"""

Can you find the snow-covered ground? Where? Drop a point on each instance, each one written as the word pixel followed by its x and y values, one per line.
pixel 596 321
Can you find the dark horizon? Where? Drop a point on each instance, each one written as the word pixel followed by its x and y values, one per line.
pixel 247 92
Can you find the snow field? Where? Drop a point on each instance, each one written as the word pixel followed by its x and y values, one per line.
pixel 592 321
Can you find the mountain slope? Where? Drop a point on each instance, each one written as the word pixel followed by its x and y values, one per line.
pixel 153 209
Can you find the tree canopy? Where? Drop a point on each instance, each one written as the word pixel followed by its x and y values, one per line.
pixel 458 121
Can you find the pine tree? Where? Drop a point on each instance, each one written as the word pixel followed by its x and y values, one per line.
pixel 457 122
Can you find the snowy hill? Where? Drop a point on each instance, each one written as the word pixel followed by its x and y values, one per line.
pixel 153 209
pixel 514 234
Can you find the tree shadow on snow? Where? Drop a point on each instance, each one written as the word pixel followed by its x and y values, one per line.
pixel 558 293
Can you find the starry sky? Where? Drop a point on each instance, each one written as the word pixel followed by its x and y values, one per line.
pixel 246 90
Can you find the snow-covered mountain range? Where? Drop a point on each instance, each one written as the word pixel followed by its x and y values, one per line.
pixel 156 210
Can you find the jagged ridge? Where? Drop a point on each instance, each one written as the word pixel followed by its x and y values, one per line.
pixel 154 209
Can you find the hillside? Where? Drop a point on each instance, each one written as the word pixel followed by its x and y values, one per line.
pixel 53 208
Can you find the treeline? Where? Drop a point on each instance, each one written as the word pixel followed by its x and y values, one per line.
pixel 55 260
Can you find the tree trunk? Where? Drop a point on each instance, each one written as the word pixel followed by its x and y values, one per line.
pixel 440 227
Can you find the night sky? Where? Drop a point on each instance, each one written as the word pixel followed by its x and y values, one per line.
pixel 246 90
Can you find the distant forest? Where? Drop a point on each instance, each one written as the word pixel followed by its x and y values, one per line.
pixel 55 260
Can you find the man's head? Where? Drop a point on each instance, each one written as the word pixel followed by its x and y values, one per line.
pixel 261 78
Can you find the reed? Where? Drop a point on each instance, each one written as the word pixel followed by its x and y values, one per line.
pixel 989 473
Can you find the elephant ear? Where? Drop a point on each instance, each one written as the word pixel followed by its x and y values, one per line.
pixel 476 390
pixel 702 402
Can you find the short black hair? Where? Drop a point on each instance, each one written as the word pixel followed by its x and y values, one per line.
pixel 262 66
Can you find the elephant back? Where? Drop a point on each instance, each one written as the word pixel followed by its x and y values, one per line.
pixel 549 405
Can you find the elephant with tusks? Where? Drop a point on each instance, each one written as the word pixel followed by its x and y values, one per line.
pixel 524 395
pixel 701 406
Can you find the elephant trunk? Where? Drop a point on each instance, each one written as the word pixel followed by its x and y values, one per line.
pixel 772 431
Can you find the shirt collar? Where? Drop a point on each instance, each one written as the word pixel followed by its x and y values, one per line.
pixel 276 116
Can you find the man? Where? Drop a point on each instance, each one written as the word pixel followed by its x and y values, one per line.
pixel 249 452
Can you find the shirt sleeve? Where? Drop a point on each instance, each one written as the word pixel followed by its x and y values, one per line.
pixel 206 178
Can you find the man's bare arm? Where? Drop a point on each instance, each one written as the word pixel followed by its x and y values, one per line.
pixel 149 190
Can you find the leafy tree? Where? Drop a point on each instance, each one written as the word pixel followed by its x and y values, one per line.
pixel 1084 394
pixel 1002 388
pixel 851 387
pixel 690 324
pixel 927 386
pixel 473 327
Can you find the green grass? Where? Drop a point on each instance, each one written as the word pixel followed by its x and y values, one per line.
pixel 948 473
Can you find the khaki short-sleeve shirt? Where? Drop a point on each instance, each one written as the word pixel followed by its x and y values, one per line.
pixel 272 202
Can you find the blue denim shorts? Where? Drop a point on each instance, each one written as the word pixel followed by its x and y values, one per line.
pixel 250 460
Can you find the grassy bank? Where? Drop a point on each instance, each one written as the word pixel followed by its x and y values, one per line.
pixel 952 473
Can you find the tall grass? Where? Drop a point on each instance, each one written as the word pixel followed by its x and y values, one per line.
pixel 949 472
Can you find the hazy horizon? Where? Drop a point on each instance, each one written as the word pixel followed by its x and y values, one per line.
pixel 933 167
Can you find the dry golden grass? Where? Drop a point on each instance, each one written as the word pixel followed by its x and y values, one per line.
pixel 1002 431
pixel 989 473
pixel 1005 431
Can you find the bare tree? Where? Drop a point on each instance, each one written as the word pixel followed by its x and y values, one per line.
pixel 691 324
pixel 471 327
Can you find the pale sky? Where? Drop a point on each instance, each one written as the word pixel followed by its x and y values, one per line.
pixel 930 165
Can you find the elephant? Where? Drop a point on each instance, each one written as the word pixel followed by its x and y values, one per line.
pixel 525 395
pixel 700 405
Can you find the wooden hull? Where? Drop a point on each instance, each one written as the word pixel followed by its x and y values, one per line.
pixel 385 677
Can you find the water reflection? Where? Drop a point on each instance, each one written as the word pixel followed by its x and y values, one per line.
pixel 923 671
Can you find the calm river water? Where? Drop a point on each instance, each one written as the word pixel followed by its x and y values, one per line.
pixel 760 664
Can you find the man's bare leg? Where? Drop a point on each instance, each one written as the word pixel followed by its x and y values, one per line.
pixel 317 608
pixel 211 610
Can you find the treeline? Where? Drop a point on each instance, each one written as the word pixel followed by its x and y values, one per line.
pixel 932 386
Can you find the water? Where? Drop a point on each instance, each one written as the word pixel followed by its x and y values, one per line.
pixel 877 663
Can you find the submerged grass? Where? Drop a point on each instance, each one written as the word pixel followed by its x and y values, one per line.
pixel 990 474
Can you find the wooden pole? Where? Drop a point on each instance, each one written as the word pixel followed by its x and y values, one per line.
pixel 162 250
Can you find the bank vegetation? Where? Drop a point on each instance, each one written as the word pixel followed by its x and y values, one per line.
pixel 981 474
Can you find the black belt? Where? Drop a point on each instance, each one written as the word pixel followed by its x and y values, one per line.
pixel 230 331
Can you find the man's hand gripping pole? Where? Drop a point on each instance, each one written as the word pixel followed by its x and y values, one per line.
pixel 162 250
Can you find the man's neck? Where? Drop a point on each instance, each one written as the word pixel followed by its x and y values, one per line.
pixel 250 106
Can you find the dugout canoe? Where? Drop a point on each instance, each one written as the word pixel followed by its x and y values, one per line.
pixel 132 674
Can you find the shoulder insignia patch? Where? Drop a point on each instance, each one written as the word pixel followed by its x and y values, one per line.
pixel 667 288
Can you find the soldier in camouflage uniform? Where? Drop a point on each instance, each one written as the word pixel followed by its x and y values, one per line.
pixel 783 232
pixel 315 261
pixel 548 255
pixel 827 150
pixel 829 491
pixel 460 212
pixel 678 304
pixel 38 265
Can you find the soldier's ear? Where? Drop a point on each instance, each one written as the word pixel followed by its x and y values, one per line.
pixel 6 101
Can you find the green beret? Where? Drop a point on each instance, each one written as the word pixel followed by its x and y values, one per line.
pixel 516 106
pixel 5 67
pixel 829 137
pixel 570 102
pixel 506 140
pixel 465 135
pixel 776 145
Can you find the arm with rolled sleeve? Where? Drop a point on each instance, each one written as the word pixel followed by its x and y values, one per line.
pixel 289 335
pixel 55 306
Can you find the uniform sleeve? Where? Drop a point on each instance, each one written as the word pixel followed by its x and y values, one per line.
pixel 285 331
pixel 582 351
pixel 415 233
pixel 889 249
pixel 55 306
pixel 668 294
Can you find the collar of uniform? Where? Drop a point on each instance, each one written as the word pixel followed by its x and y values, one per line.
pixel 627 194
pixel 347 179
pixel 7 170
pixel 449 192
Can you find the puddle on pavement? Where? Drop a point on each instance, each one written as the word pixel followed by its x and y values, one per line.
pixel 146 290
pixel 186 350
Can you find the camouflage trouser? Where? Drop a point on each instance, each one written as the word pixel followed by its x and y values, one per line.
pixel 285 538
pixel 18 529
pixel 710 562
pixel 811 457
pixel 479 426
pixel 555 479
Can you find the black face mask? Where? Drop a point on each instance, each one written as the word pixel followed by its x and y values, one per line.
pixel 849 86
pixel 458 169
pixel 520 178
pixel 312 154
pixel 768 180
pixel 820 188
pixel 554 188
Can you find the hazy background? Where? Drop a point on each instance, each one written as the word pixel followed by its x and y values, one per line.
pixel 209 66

"""

OBJECTIVE> Give again only the lines starting at the one that contains "Can you find the arm" and running to the end of the data.

ANSWER TO THE PROBLEM>
Can you find the arm with rolled sleeve? Where? Drop a point on each instance, each one written as the word pixel followed by its x and y values, one per line.
pixel 289 335
pixel 55 306
Can you find the uniform sleeve? Where? Drop a point on each instance, each one written as the word pixel followed by its x and y values, one per line.
pixel 285 331
pixel 582 351
pixel 415 233
pixel 889 249
pixel 55 306
pixel 668 294
Can you find the collar of uniform? Where? Drop a point on each instance, each one written as the word pixel followed by its x and y values, one per line.
pixel 627 194
pixel 347 179
pixel 7 170
pixel 449 192
Can you find the puddle on pavement? Where? Drop a point on each instance, each one written as the word pixel followed by its x and y values, one per line.
pixel 146 290
pixel 186 350
Can you find the camouflage trouser? Where? Drop a point on each instance, each one written as the word pixel followed by its x and y values, one per line.
pixel 285 538
pixel 18 529
pixel 710 562
pixel 811 457
pixel 479 426
pixel 555 479
Can you find the black face mask? Where? Drop a point on each instance, each one written as the word pixel followed by its x and y values, one per line.
pixel 849 86
pixel 458 169
pixel 520 178
pixel 312 154
pixel 768 180
pixel 820 188
pixel 554 188
Can you find the hazy background? Where? Drop a point on each instance, each one written as the word pixel followed by its x and y values, one per line.
pixel 209 66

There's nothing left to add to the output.